BLOQUE DE TEXTO:
————————

No, sus palabras no han cambiado: Anielle es ese pueblo muerto y solo, abandonado en el olvido y la nieve persigue en el invierno las últimas paredes que aún se alzan, y continúa aquel nidal de víboras en la cuna de aquel niño que nunca nadie vio, los fantasmas reclaman su minuto o sus horas, el silencio persigue a la soledad o viceversa… No es libro, soy yo otro. Hoy esas mismas frases que a mi memoria vuelan a medida que se alzan ante mí, riegan mejor el sentimiento.
Quizá cuando lo leí por vez primera, mi latido era asfalto, su lluvia no regó como hoy me riega, y siguió su camino entera, apenas ocupó un breve anaquel del cerebro, pero no llegó a entrar en mi emoción, como hoy sí entra.
Y no es que fuera inútil aquel tiempo, cuando leí con prisa, sin fijeza. Quizá entonces el joven que era no podía ir más lejos; mas La lluvia amarilla que leí entonces, pasó a la retaguardia, colaboró a llenar mi embalse; por eso en estos días está siendo más fructífera su lectura.
Incluso vaticino que mañana, cuando vuelva a leer sus pocas páginas, el fruto será aún mayor. Quizá entonces ya sepa que escribir es horadar la tierra con las manos para encontrar el barro que nos hace más humanos.

————————

DATOS PROPORCIONADOS:
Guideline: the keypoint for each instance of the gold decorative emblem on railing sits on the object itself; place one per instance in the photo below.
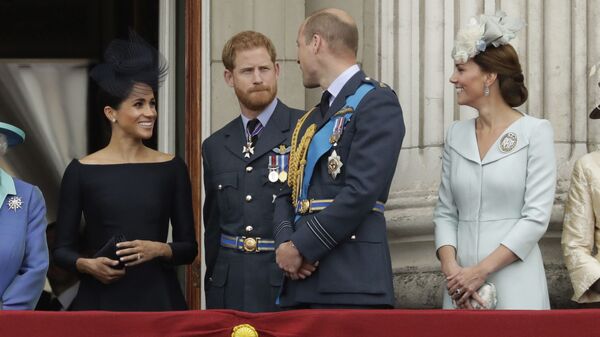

————————

TAREA SOLICITADA: Cita sin cambios la parte del texto sobre La lluvia amarilla que comienza con las palabras que contienen "Quizá cuando lo" y termina con "fructífera su lectura.".

RESPUESTA:
Quizá cuando lo leí por vez primera, mi latido era asfalto, su lluvia no regó como hoy me riega, y siguió su camino entera, apenas ocupó un breve anaquel del cerebro, pero no llegó a entrar en mi emoción, como hoy sí entra.
Y no es que fuera inútil aquel tiempo, cuando leí con prisa, sin fijeza. Quizá entonces el joven que era no podía ir más lejos; mas La lluvia amarilla que leí entonces, pasó a la retaguardia, colaboró a llenar mi embalse; por eso en estos días está siendo más fructífera su lectura.